*** Selection

David Ian Bell,  OAM (born 11 March 1955 in Melbourne) is a retired field hockey player from Australia, who was part of the team that won the silver medal at the 1976 Summer Olympics in Montreal, Quebec, Canada.

He attended Aquinas College, Perth.

Bell was first selected for Western Australia in 1974 and was a member of the Australia that won a silver medal at 1976 Montreal Olympics. The Australian hockey team boycotted the 1980 Summer Olympics. The Australian team finished fourth at the 1984 Summer Olympics. He captained the Australian team that won the 1986 Hockey World Cup.

He was the head coach of the Australia women's national field hockey team and the Australian Institute of Sport women's program  from 2001 to 2004. Major coaching results were:
2001: 3rd – Champions Trophy
2002: 4th – World Cup ; 4th – Champions Trophy ; 3rd – Commonwealth Games
2003: 1st – Champions Trophy
2004: 5th – Athens Olympics

Recognition
1987 – Medal of the Order of Australia in 1987 for his services to hockey
1997 – inducted into WA Hall of Champions
2004 – inducted into the Sport Australia Hall of Fame.

******

Exercise task. List every honor the hockey biography gives under its recognition heading, with the year of each. The material after this point has nothing to do with the hockey biography.

*** Material provided

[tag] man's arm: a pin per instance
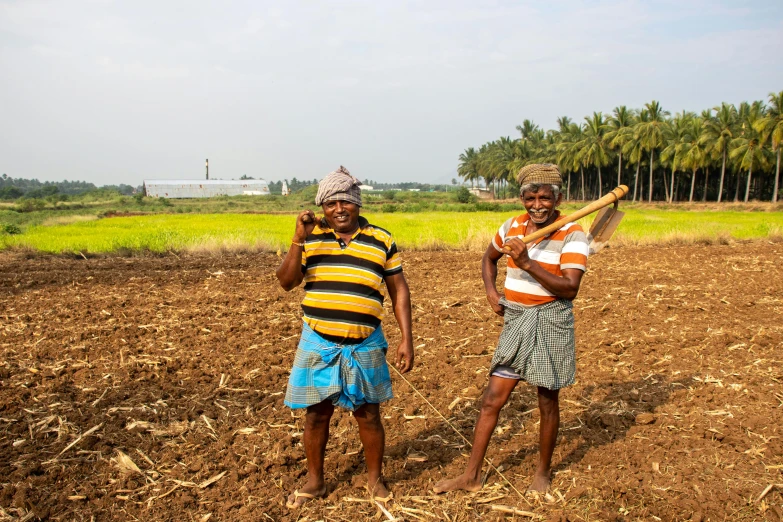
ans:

******

Full answer.
1987: Medal of the Order of Australia for his services to hockey
1997: induction into the WA Hall of Champions
2004: induction into the Sport Australia Hall of Fame